マスクの数が1から4へと段階的に増加するにつれて、Qwen2.5-7Bモデルの検証セットでのスコアは著しく増加し、異なる数のマスクデータを混合して訓練した場合のパフォーマンスを大きく上回りました。さらに、ダウンストリームタスクにおいてもカリキュラム学習はモデルの訓練後のパフォーマンスをさらに向上させる効果があり、難易度勾配設計が推論能力の構築に促進的な役割を果たすことを検証しました。
さらなる分析
4.1 マスク戦略の影響
マスク戦略は、RAMP事前学習タスクの難易度に影響を与えるもう一つの重要な要因です。著者らは、ランダムマスキングと、パープレキシティ(PPL)に基づく難易度指向マスキング戦略を比較しました。後者は、モデルがマスクを復元する際の損失値(つまりパープレキシティ)を計算することで、復元難易度が高い部分を優先的に遮蔽します。

• **データセット記録**:
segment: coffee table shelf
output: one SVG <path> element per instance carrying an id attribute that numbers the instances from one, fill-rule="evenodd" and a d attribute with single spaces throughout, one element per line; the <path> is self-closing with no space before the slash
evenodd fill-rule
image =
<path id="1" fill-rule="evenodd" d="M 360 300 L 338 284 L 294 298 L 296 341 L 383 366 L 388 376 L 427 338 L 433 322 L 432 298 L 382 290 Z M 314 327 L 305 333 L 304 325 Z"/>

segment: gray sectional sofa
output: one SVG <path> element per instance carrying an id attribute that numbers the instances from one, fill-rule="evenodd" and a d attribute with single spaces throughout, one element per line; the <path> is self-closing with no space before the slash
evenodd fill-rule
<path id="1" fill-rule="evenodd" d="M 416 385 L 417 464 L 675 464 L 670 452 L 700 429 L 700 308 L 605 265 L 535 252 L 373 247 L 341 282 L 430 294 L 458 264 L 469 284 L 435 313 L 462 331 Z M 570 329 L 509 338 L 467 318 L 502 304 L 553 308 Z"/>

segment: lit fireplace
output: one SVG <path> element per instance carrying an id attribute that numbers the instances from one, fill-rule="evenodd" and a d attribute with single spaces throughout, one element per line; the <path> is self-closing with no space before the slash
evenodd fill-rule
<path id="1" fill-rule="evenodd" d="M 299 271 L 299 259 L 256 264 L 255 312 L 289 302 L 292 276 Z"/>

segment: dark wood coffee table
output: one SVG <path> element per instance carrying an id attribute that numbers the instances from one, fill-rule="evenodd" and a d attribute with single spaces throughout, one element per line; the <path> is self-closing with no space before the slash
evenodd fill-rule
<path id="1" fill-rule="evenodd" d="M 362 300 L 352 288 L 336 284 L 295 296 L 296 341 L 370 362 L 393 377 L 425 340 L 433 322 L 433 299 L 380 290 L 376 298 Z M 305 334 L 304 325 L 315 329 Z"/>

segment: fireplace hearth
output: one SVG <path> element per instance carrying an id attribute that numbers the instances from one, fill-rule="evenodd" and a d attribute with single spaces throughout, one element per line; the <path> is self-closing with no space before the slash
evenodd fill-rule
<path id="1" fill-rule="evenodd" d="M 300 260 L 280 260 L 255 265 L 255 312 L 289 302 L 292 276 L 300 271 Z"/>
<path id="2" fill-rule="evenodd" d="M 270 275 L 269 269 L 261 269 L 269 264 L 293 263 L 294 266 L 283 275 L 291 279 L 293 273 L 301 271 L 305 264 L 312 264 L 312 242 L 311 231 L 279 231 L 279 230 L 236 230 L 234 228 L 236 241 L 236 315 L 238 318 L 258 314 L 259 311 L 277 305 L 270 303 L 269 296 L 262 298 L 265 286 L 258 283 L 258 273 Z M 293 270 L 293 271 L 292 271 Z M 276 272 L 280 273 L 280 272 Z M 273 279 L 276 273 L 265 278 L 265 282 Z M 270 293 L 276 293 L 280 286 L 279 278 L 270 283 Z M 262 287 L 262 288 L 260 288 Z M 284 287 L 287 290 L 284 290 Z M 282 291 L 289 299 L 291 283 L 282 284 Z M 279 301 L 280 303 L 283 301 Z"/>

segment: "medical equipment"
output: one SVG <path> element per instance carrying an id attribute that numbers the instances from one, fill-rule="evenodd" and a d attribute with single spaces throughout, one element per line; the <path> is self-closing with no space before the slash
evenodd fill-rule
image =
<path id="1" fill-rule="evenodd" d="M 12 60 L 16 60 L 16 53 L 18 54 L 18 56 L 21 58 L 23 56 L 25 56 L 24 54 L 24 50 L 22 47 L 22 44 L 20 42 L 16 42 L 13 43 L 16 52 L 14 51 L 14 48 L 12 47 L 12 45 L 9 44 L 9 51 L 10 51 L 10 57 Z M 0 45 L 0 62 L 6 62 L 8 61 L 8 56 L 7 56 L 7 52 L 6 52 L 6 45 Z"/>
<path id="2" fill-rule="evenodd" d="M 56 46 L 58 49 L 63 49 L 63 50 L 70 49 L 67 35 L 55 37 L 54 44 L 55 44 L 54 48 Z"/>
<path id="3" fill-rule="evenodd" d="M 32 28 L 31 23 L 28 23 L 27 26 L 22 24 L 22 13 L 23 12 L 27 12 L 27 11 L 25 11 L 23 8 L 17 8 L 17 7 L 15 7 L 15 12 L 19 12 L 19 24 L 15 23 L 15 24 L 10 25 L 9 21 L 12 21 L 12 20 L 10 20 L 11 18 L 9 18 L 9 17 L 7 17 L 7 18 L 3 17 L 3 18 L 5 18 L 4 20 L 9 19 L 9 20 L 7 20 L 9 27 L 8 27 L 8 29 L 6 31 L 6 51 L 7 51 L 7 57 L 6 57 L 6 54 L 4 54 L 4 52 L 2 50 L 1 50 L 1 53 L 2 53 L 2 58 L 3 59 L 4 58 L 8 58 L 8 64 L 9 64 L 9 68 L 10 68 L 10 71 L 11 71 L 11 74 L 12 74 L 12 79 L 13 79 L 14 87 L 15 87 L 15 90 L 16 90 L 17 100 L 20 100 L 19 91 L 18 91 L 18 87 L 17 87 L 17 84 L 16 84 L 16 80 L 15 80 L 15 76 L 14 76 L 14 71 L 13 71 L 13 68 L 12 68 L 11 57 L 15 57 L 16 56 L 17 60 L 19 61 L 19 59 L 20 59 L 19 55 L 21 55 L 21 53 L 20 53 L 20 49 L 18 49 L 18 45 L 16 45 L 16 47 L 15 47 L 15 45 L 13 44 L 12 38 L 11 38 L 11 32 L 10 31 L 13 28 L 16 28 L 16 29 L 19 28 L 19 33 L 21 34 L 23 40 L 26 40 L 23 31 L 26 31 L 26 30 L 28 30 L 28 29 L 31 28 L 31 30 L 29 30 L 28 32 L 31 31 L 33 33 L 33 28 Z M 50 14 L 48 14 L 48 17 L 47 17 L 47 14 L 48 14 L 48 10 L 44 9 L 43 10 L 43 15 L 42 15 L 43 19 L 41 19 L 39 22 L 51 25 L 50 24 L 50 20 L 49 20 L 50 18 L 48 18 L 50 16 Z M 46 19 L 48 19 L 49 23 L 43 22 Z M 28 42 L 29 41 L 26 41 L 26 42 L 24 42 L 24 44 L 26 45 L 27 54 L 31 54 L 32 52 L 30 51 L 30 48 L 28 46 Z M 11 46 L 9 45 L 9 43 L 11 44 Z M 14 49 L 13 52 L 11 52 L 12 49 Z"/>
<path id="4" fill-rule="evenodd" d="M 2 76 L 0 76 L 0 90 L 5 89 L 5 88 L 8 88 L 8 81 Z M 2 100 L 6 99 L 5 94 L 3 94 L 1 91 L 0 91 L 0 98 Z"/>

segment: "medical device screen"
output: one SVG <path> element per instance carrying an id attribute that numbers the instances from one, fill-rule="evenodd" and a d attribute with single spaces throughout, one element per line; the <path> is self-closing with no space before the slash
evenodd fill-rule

• **課題の要件**:
本文から「マスクの数が1から4へと段階」で始まり「い部分を優先的に遮蔽します。」まで続く部分を、一字一句変えずに再掲しなさい。

• **課題への解答**:
マスクの数が1から4へと段階的に増加するにつれて、Qwen2.5-7Bモデルの検証セットでのスコアは著しく増加し、異なる数のマスクデータを混合して訓練した場合のパフォーマンスを大きく上回りました。さらに、ダウンストリームタスクにおいてもカリキュラム学習はモデルの訓練後のパフォーマンスをさらに向上させる効果があり、難易度勾配設計が推論能力の構築に促進的な役割を果たすことを検証しました。
さらなる分析
4.1 マスク戦略の影響
マスク戦略は、RAMP事前学習タスクの難易度に影響を与えるもう一つの重要な要因です。著者らは、ランダムマスキングと、パープレキシティ(PPL)に基づく難易度指向マスキング戦略を比較しました。後者は、モデルがマスクを復元する際の損失値(つまりパープレキシティ)を計算することで、復元難易度が高い部分を優先的に遮蔽します。